[Entries taken from a collection]
▬▬▬

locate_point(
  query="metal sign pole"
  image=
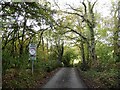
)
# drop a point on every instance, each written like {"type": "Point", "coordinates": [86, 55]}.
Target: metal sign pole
{"type": "Point", "coordinates": [32, 51]}
{"type": "Point", "coordinates": [32, 66]}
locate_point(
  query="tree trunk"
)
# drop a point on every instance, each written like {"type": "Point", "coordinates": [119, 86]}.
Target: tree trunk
{"type": "Point", "coordinates": [93, 52]}
{"type": "Point", "coordinates": [83, 55]}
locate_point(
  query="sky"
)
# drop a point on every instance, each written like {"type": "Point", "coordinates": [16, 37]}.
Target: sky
{"type": "Point", "coordinates": [102, 6]}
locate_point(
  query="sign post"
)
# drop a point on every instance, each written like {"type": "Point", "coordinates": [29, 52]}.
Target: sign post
{"type": "Point", "coordinates": [32, 54]}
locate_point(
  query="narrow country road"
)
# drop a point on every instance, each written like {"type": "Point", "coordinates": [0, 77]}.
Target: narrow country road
{"type": "Point", "coordinates": [65, 78]}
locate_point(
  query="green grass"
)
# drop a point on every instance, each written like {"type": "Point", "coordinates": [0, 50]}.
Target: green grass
{"type": "Point", "coordinates": [109, 77]}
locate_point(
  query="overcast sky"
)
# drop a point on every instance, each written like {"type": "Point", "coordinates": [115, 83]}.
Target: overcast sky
{"type": "Point", "coordinates": [102, 6]}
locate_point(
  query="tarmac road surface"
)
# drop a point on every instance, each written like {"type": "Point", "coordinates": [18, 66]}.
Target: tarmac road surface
{"type": "Point", "coordinates": [65, 78]}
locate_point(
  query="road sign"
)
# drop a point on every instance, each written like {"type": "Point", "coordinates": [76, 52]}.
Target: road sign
{"type": "Point", "coordinates": [32, 51]}
{"type": "Point", "coordinates": [32, 54]}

▬▬▬

• [Work to complete]: Extract every line of the data above that contains the string "tarmac".

• [Solution to this exercise]:
  query="tarmac road surface"
Target: tarmac road surface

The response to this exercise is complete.